* **Extracted text**
--- start ---
The condensed consolidated interim financial statements include the accounts of the Company and include the assets, liabilities, revenues and expenses of all majority-owned subsidiaries and VIE over which the Company exercises control and, when applicable, entities for which the Company has a controlling financial interest or is the primary beneficiary. All inter-company accounts and transactions have been eliminated in consolidation.
The VIE, Taizhou Suxuantang is controlled by the Company through a series of contractual arrangements. For the consolidated VIEs, the Company's management made evaluations of the relationships between the Company and the VIE and the economic benefit flow of contractual arrangements with Taizhou Suxuantang. In connection with such evaluation, management also took into account the fact that, as a result of such contractual arrangements, the Company control the shareholders' voting interests in these VIEs. As a result of such evaluation, management concluded that the Company is the primary beneficiary of the consolidated VIEs. The Company does not have any VIEs that are not consolidated in the financial statements.
Transactions denominated in currencies other than the functional currency are translated into the functional currency at the exchange rates prevailing at the dates of the transaction. Monetary assets and liabilities denominated in currencies other than the functional currency are translated into the functional currency using the applicable exchange rates at the balance sheet dates. The resulting exchange differences are recorded in the statement of operations.
The reporting and functional currencies of the Company and SXT HK are the United States Dollars ("US$") and the accompanying financial statements have been expressed in US$. In addition, the WFOE and the VIE maintain their books and records in their respective local currency, Renminbi ("RMB"), which is also the respective functional currency for each subsidiary as they are the primary currency of the economic environment in which each subsidiary operates.
In general, for consolidation purposes, assets and liabilities of its subsidiaries whose functional currency is not the US$ are translated into US$, in accordance with ASC Topic 830-30, "Translation of Financial Statement", using the exchange rate on the balance sheet date. Revenues and expenses are translated at average rates prevailing during the period. The gains and losses resulting from translation of financial statements of a foreign subsidiary are recorded as a separate component of accumulated other comprehensive income within the statement of stockholders' equity. Other equity items are translated using the exchange rates on the transaction date.
The preparation of condensed consolidated interim financial statements in conformity with U.S. GAAP requires management to make estimates and assumptions that affect the reported amounts of assets and liabilities, disclosure of contingent assets and liabilities at the date of the financial statements, and the reported amounts of revenue and expenses during the reporting period. Actual results could differ from those estimates. On an ongoing basis, management reviews these estimates and assumptions using the currently available information.
--- end ---
* **Exercise**
Rewrite the financial statement text starting with "The condensed consolidated" and going on through "eliminated in consolidation.", replacing "eliminated" with "removed".

* **Items stored in a collection**
--- start ---
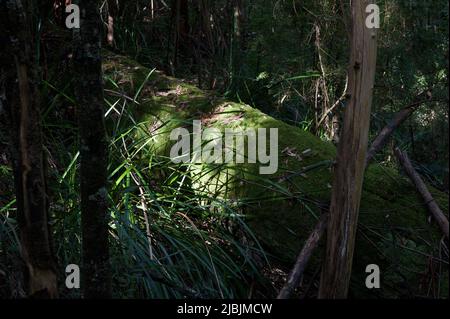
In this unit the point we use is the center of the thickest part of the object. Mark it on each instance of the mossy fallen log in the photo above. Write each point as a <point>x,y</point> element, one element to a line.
<point>281,209</point>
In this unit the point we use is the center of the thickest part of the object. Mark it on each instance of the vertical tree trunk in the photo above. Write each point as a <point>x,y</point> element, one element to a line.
<point>93,154</point>
<point>236,45</point>
<point>351,158</point>
<point>27,150</point>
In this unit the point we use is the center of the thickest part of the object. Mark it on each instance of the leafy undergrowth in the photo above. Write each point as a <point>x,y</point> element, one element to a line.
<point>191,230</point>
<point>281,209</point>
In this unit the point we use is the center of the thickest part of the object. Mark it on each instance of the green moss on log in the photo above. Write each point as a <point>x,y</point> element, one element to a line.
<point>394,229</point>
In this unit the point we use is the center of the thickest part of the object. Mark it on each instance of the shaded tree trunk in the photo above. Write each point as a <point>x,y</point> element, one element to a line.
<point>93,154</point>
<point>23,106</point>
<point>351,159</point>
<point>236,45</point>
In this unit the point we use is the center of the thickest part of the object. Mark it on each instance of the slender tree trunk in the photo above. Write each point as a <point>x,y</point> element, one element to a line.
<point>351,159</point>
<point>236,45</point>
<point>29,164</point>
<point>93,154</point>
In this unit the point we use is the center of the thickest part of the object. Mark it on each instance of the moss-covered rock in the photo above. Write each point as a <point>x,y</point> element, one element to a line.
<point>281,209</point>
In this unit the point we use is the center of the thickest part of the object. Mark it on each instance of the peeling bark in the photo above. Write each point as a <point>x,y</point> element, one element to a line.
<point>23,104</point>
<point>93,154</point>
<point>351,159</point>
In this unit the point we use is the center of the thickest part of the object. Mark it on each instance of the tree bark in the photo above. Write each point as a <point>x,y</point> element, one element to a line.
<point>93,154</point>
<point>351,159</point>
<point>236,45</point>
<point>29,164</point>
<point>423,191</point>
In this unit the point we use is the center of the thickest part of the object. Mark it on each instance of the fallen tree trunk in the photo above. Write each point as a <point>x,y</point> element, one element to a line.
<point>423,190</point>
<point>387,131</point>
<point>303,258</point>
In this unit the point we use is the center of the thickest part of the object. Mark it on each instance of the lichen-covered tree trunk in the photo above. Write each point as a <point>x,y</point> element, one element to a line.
<point>351,159</point>
<point>23,104</point>
<point>93,154</point>
<point>236,45</point>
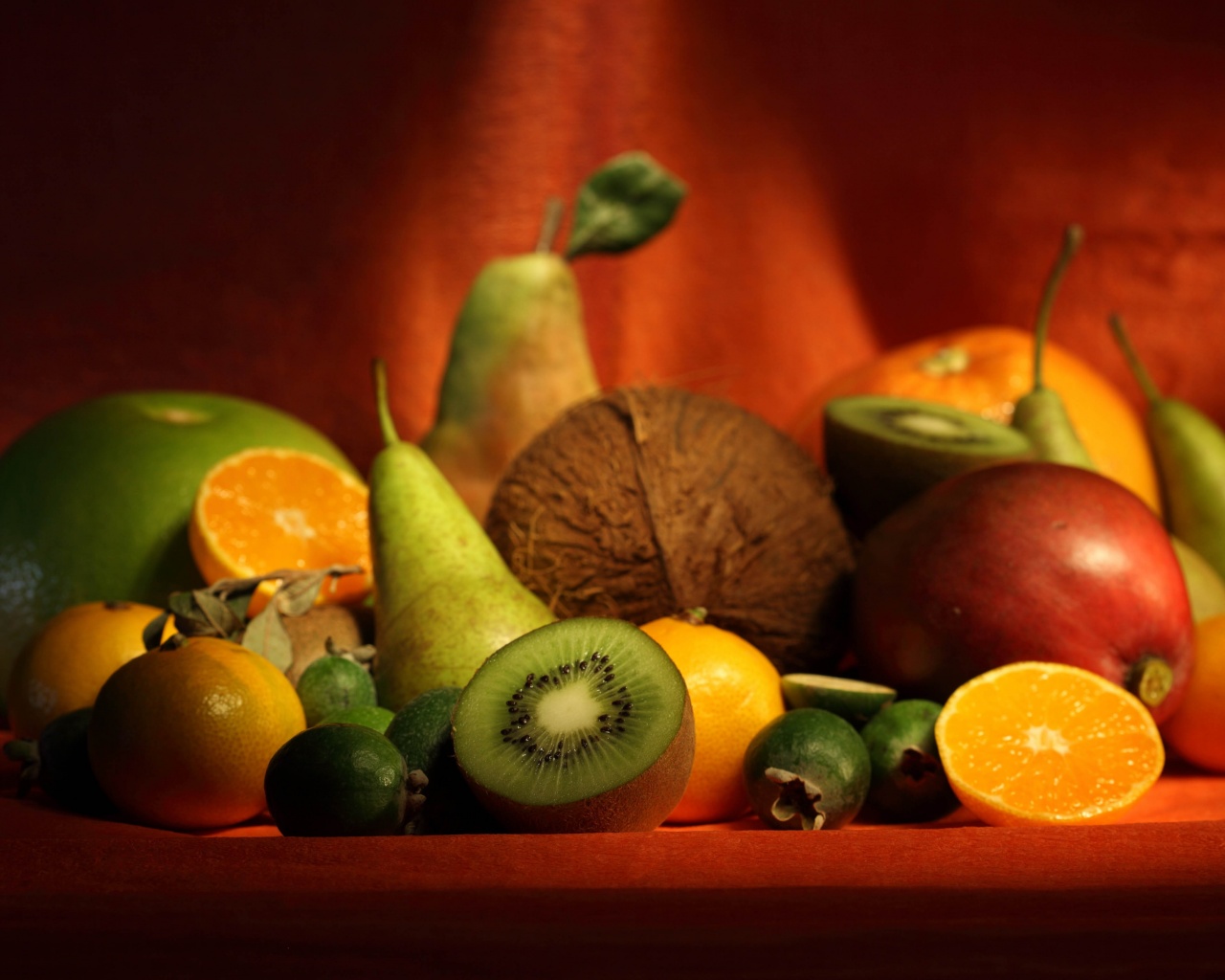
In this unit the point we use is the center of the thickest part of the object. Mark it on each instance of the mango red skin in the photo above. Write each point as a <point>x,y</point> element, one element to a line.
<point>1019,561</point>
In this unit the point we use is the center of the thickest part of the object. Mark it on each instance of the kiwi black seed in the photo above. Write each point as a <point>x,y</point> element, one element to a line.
<point>882,451</point>
<point>583,724</point>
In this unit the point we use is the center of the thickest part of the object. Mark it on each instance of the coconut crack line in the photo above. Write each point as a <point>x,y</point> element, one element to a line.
<point>576,708</point>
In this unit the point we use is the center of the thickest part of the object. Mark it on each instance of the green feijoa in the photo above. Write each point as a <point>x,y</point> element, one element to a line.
<point>332,683</point>
<point>421,731</point>
<point>908,778</point>
<point>371,716</point>
<point>856,701</point>
<point>59,764</point>
<point>806,770</point>
<point>340,781</point>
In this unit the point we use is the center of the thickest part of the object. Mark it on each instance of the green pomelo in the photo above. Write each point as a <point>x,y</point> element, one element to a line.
<point>337,781</point>
<point>95,499</point>
<point>808,769</point>
<point>908,779</point>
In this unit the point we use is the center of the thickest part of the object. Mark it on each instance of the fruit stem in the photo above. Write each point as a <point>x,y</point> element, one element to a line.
<point>554,210</point>
<point>1138,370</point>
<point>1150,679</point>
<point>385,420</point>
<point>1072,237</point>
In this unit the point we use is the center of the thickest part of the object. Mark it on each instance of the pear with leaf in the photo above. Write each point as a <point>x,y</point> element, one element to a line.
<point>519,352</point>
<point>444,597</point>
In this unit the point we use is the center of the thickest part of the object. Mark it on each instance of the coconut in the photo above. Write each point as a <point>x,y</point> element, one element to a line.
<point>651,500</point>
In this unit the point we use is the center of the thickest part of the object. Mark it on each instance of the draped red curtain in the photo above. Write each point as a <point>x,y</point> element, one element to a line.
<point>260,197</point>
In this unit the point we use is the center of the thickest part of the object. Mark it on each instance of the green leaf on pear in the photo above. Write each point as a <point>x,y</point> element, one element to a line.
<point>622,205</point>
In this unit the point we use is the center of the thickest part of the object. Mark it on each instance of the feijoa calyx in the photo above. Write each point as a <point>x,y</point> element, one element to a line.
<point>908,779</point>
<point>806,770</point>
<point>581,725</point>
<point>421,733</point>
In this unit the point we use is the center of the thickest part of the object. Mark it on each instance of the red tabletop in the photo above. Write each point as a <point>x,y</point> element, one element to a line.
<point>953,898</point>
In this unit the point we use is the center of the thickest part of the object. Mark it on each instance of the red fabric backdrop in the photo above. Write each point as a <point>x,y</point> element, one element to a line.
<point>257,199</point>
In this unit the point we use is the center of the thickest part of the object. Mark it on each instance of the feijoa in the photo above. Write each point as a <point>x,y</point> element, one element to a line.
<point>59,764</point>
<point>908,779</point>
<point>421,731</point>
<point>332,683</point>
<point>856,701</point>
<point>338,781</point>
<point>806,770</point>
<point>371,716</point>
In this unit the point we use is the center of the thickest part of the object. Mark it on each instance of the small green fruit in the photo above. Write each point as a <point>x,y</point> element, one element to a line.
<point>806,769</point>
<point>333,683</point>
<point>908,778</point>
<point>338,781</point>
<point>421,731</point>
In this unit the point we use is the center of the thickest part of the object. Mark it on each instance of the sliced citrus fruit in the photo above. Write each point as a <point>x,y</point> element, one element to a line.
<point>263,510</point>
<point>1039,744</point>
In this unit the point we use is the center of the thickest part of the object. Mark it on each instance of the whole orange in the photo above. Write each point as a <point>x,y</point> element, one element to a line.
<point>735,691</point>
<point>1197,729</point>
<point>182,736</point>
<point>985,370</point>
<point>64,666</point>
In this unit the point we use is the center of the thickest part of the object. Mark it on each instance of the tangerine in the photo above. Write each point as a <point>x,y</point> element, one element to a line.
<point>64,666</point>
<point>985,370</point>
<point>182,736</point>
<point>262,510</point>
<point>1040,744</point>
<point>735,690</point>
<point>1197,730</point>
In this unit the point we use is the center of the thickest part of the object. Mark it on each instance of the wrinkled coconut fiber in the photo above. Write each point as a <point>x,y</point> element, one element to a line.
<point>652,500</point>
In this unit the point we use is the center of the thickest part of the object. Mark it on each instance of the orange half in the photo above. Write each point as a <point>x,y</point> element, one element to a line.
<point>1036,744</point>
<point>263,510</point>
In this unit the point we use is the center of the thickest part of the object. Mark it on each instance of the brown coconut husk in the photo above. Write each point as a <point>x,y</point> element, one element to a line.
<point>652,500</point>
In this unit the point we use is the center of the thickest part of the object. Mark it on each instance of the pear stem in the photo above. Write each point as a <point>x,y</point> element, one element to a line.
<point>554,210</point>
<point>1072,237</point>
<point>379,367</point>
<point>1141,372</point>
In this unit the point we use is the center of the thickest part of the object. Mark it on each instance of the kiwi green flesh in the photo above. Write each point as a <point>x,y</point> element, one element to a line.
<point>882,451</point>
<point>568,712</point>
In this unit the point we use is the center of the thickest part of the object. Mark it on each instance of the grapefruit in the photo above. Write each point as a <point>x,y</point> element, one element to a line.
<point>96,499</point>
--- end ---
* **Complete output**
The condensed consolidated interim financial statements include the accounts of the Company and include the assets, liabilities, revenues and expenses of all majority-owned subsidiaries and VIE over which the Company exercises control and, when applicable, entities for which the Company has a controlling financial interest or is the primary beneficiary. All inter-company accounts and transactions have been removed in consolidation.